● **Exercise directions**
Copy, exactly and without additions, every line in the records below from the one holding "[[177, 267], [53, 215], [189, 355]]" through the one holding "[[516, 50], [532, 62]]", both ends included.

● **Data to process**
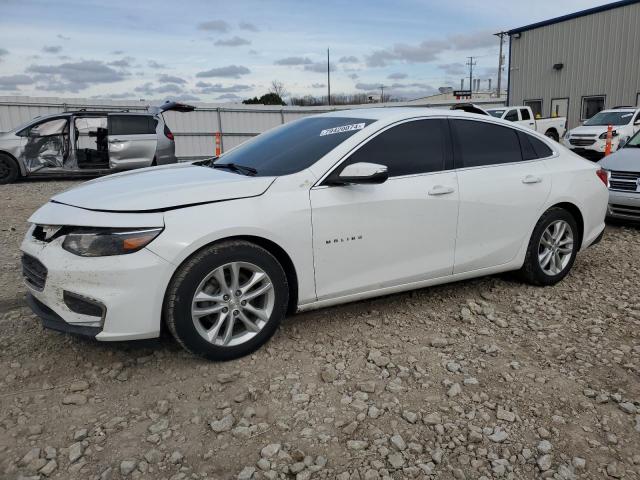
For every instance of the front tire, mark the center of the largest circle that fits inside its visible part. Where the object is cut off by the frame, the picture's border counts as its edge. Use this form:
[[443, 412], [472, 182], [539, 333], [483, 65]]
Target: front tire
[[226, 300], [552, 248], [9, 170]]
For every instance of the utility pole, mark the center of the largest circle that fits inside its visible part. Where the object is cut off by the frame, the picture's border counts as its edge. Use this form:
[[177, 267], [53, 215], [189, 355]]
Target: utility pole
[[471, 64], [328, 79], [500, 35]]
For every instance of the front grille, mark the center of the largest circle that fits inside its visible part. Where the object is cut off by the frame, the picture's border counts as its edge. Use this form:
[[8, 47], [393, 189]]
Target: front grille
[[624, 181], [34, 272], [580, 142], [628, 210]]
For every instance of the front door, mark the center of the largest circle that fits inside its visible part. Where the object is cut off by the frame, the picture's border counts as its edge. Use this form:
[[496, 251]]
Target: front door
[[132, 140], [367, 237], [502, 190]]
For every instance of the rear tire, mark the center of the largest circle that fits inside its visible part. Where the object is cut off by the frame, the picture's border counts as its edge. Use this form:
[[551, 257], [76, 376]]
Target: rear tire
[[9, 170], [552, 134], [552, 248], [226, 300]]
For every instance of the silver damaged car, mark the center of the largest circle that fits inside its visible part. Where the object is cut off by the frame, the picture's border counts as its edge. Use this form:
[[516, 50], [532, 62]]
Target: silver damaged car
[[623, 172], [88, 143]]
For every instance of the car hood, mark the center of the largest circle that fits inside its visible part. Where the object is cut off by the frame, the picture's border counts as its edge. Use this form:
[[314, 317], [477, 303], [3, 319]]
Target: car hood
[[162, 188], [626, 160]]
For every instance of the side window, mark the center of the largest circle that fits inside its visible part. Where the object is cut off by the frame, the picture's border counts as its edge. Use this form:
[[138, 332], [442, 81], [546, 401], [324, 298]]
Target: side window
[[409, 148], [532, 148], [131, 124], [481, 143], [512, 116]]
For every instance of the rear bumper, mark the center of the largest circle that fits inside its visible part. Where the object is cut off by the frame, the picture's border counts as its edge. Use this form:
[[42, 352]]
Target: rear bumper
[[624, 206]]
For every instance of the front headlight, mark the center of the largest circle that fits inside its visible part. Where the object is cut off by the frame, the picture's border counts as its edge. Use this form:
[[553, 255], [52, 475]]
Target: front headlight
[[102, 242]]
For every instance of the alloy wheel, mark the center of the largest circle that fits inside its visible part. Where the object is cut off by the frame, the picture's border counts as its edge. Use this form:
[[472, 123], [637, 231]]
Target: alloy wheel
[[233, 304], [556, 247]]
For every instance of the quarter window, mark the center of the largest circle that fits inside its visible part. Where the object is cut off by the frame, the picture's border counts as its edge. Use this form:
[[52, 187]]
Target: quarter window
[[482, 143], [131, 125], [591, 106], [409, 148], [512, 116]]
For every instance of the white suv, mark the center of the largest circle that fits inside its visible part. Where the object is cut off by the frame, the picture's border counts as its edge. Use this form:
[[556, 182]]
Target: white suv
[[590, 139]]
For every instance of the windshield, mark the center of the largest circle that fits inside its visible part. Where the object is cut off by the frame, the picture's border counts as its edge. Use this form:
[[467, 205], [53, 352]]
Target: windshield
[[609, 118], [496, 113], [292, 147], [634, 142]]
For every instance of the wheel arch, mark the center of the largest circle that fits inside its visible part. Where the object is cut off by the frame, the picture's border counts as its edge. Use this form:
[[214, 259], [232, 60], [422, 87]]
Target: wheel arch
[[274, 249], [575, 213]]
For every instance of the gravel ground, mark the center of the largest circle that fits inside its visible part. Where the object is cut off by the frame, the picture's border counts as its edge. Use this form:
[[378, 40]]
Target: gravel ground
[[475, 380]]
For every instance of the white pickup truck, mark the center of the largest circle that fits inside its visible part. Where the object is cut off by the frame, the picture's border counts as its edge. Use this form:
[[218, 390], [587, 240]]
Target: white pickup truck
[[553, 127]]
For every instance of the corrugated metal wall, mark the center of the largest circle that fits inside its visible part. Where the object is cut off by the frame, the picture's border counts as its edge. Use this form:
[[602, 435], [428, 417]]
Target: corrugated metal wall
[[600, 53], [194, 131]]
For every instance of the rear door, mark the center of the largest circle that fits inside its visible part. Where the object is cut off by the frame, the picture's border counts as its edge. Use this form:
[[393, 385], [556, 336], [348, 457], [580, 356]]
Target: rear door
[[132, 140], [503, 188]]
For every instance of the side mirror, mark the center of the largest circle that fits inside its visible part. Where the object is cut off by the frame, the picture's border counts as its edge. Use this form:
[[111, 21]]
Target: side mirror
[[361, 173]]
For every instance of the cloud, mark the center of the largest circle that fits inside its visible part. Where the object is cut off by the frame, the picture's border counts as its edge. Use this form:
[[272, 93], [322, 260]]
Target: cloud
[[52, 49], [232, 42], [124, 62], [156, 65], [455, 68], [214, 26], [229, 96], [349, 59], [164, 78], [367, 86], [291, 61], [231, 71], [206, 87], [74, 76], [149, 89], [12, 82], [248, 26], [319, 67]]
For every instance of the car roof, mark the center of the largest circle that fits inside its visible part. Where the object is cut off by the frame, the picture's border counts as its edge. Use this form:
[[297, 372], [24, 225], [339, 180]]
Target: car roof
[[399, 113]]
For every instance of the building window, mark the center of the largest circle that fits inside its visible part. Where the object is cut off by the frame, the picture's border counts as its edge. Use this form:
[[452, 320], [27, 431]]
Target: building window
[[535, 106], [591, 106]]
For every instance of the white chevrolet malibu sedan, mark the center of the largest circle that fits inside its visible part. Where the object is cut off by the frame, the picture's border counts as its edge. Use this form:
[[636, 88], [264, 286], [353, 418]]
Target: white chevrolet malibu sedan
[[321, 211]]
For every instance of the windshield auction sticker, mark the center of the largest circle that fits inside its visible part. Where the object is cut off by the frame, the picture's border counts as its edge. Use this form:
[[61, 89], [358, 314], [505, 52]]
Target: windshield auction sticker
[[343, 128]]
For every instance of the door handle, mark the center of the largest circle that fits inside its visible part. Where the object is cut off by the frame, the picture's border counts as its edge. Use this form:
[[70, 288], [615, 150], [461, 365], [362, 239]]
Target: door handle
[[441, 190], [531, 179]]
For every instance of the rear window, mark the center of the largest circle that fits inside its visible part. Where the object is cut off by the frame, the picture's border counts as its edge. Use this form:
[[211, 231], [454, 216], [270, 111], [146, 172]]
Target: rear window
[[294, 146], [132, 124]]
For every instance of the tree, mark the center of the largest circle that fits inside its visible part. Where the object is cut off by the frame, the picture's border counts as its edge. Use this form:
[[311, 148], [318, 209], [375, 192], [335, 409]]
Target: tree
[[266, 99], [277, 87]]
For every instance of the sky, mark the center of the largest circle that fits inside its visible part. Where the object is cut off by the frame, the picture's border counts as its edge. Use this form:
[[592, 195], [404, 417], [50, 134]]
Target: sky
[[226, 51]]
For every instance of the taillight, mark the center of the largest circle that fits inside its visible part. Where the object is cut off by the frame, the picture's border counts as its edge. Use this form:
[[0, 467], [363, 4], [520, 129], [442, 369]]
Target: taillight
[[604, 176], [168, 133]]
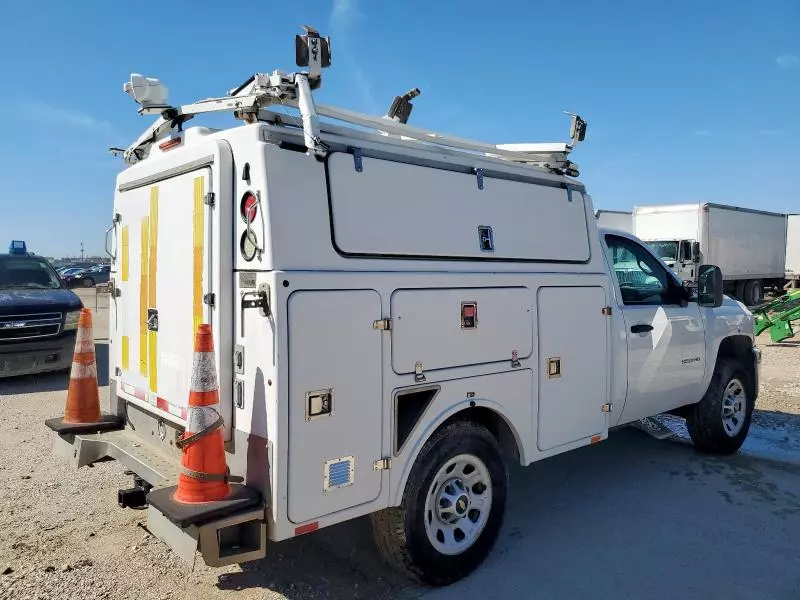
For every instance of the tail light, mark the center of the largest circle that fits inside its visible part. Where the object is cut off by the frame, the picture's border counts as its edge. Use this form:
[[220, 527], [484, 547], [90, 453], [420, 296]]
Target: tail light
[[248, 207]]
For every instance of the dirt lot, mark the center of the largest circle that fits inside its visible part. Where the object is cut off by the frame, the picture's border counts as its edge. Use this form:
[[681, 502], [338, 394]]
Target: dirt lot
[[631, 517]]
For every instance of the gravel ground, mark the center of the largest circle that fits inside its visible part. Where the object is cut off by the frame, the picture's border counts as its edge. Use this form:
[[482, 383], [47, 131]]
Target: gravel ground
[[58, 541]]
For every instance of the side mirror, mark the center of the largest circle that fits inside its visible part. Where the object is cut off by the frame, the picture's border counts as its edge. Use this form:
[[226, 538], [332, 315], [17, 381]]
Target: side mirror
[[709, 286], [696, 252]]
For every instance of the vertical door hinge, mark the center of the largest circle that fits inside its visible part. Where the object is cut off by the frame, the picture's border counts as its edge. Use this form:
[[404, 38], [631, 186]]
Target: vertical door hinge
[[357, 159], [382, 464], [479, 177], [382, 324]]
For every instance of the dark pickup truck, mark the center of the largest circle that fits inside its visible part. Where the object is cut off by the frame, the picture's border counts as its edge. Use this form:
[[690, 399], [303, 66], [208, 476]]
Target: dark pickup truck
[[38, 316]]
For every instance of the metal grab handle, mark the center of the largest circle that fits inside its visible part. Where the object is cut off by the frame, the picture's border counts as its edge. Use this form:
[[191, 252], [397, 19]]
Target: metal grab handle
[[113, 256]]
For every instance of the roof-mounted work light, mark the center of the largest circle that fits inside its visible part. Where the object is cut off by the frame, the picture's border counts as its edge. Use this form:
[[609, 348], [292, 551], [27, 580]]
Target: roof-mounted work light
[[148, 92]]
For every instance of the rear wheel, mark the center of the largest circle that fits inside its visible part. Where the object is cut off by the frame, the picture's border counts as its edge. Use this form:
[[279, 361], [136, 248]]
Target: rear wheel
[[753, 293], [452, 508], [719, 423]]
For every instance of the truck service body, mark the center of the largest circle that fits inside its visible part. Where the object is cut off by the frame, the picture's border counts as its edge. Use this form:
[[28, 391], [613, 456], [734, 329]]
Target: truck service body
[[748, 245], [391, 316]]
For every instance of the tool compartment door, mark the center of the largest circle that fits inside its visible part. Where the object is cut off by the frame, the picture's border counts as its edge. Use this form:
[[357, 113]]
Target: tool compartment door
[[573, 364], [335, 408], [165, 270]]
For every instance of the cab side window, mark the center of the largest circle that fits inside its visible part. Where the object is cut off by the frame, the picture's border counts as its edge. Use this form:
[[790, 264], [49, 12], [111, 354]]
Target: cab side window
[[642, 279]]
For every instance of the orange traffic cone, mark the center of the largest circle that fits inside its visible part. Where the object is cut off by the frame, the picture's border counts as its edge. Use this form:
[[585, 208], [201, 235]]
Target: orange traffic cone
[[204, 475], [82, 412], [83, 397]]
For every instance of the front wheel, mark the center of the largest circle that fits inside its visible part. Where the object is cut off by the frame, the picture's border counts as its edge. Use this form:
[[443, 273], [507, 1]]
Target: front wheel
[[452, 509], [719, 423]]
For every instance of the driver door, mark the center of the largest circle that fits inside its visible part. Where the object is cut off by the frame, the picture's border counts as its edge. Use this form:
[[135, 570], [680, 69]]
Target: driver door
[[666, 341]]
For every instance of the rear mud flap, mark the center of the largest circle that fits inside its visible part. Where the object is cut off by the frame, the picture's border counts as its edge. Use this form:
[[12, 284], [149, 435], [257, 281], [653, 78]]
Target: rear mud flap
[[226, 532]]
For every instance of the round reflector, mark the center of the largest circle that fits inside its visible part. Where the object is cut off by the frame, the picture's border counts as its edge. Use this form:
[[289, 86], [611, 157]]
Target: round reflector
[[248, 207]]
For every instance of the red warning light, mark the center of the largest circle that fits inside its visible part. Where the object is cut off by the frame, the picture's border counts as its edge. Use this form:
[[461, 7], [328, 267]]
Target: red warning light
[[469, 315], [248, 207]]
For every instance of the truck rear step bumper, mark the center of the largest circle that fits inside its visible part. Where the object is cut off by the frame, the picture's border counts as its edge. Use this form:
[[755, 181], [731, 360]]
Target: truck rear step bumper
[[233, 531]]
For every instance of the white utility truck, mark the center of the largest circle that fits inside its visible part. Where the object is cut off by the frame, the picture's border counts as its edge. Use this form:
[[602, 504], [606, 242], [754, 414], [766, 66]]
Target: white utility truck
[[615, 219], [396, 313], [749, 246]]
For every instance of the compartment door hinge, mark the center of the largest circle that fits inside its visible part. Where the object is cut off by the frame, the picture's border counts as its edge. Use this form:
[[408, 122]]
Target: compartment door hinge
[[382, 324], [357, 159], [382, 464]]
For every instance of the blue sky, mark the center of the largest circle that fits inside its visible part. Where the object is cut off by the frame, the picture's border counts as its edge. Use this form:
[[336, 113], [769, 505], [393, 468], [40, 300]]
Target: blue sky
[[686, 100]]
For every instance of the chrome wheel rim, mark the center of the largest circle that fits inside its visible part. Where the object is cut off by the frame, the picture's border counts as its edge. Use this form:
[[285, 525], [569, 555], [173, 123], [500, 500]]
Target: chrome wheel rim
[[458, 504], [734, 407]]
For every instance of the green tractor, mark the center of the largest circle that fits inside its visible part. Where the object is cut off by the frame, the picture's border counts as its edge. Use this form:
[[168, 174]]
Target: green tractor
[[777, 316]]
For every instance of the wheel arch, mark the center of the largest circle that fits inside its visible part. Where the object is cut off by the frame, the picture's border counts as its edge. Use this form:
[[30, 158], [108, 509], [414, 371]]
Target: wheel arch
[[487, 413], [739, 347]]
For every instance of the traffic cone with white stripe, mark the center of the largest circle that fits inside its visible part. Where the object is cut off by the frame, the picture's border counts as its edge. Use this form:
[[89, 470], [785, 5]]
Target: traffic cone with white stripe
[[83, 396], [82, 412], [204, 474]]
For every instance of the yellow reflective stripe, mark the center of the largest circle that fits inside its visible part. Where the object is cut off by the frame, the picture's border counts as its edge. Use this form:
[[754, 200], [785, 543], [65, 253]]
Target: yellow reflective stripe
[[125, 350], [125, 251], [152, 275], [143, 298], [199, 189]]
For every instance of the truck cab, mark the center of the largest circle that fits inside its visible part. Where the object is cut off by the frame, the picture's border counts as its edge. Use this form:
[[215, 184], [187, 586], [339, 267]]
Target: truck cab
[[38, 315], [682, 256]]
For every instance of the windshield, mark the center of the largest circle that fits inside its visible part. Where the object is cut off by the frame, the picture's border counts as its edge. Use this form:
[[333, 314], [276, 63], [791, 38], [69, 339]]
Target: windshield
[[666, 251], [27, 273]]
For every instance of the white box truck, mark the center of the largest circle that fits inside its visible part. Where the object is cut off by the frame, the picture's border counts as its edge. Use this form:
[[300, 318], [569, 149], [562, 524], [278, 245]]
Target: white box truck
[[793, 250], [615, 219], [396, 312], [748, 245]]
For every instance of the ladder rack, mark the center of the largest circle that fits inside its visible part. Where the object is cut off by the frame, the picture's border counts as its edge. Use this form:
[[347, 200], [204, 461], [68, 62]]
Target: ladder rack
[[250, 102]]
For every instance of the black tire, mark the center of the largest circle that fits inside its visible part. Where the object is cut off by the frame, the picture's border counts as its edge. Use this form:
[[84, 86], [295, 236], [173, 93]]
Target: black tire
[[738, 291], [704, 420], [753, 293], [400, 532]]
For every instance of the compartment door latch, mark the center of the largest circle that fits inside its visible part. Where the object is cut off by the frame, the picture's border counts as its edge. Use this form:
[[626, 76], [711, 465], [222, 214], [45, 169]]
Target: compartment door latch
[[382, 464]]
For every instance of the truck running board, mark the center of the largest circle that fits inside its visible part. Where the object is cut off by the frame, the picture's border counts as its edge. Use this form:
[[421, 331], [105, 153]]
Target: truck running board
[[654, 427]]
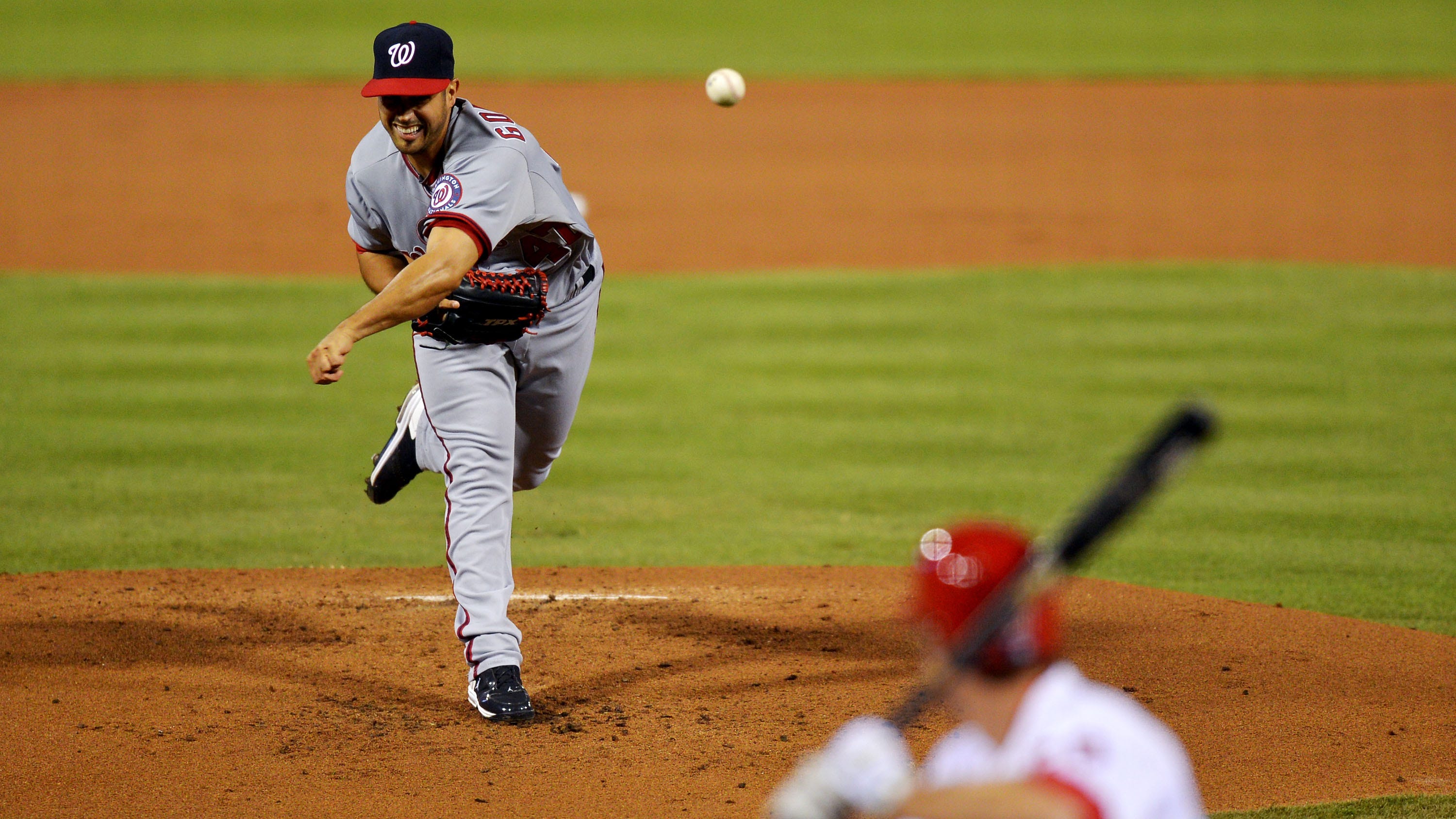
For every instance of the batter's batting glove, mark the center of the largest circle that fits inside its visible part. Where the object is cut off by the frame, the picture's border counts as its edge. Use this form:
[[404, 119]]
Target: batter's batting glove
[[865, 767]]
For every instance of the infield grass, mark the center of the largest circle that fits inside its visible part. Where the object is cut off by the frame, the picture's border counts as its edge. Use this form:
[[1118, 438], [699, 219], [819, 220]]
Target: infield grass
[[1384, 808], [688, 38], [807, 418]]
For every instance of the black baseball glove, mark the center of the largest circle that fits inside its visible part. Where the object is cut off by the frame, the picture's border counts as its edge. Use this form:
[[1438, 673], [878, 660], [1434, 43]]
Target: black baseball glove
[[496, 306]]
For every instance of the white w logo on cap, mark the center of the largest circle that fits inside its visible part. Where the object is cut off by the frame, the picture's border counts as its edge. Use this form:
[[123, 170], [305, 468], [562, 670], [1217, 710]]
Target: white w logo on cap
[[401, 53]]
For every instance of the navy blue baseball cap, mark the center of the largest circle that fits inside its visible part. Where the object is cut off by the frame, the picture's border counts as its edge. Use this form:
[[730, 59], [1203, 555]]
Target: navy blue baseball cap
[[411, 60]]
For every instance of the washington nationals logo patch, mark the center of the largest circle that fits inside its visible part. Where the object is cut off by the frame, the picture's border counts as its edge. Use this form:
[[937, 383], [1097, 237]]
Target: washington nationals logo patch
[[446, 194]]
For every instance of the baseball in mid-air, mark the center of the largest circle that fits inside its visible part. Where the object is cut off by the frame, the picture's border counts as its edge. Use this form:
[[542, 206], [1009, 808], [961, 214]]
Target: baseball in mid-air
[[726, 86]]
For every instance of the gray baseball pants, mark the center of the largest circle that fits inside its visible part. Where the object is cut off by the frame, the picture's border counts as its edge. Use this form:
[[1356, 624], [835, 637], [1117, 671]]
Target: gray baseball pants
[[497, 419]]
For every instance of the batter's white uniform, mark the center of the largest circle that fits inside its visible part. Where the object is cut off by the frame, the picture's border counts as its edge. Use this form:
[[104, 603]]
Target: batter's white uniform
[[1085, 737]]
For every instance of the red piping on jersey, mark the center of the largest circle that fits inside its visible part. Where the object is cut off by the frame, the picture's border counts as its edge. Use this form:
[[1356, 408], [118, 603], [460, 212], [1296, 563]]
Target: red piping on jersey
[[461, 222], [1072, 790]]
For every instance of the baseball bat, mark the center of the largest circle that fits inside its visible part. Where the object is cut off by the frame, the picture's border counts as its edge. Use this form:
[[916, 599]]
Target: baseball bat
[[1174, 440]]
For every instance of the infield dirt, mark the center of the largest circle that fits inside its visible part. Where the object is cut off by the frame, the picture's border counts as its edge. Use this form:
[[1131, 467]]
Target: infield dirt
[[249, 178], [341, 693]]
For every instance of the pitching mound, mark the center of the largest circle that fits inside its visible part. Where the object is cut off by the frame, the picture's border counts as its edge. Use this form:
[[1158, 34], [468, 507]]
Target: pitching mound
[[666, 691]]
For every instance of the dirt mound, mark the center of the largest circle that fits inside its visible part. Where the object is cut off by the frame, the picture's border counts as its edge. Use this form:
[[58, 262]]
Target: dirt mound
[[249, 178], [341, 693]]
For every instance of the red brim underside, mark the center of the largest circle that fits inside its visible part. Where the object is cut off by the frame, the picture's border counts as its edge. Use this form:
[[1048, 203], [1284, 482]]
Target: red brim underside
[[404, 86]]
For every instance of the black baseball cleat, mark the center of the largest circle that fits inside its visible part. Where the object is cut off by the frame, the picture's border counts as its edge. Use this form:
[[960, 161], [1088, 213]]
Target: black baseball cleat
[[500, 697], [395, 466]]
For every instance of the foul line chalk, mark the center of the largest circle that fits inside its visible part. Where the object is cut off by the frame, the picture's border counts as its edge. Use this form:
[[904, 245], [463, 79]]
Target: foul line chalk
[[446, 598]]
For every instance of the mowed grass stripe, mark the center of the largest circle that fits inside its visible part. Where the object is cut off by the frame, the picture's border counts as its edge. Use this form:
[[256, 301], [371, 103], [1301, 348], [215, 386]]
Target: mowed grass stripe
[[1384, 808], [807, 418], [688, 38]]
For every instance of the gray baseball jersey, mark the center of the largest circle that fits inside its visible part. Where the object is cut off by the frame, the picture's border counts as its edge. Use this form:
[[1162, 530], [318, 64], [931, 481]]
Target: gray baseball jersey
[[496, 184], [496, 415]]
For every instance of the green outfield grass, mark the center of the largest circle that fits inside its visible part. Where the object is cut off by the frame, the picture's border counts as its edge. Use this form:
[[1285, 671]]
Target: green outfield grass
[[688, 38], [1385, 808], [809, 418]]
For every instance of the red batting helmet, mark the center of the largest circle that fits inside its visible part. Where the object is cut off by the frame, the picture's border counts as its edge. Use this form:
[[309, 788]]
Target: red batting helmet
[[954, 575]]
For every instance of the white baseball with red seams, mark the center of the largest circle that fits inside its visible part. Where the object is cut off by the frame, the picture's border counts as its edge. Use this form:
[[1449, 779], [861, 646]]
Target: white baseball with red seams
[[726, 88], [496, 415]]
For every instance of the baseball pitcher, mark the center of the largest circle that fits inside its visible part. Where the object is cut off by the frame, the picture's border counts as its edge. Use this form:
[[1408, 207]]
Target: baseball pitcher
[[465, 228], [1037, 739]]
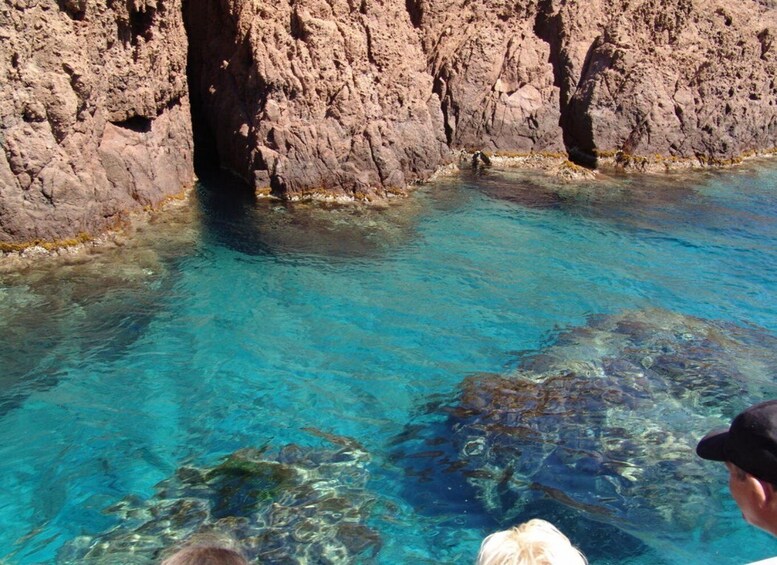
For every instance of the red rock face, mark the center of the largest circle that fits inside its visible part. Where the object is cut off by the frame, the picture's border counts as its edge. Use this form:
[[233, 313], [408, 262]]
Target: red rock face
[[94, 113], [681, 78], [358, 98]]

● **Solution**
[[177, 267], [53, 215], [189, 355]]
Target: utility pole
[[471, 64], [328, 79], [500, 35]]
For every instance of the front grille, mark the center of the largest circle that fits inside its visible part. Where the object is cut off by the frame, the picture's border counts as its edge. Use this form:
[[8, 47], [393, 189]]
Target: front grille
[[624, 181], [34, 272], [580, 142], [628, 210]]
For every instance of the front door, mark the center of the largest circle that fits inside its visible part. Where the object is cut off by the frame, the picture's border counts as its edge. Use this form:
[[496, 251]]
Target: front door
[[132, 140], [367, 237], [502, 190]]
For every instance of the rear tire, mark the center of the largest circle that fits inside its visible part. Where the object is cut off by the frame, the picture's border counts as its edge. Use this form:
[[551, 257], [76, 376]]
Target: rear tire
[[9, 170], [552, 134], [552, 248], [226, 300]]
For every instance of the silver damaged car, mark the center of the largest circle that fits inside its visible part. Where the object is cut off by the frame, the picture's border counts as its edge. Use this form:
[[516, 50], [532, 62]]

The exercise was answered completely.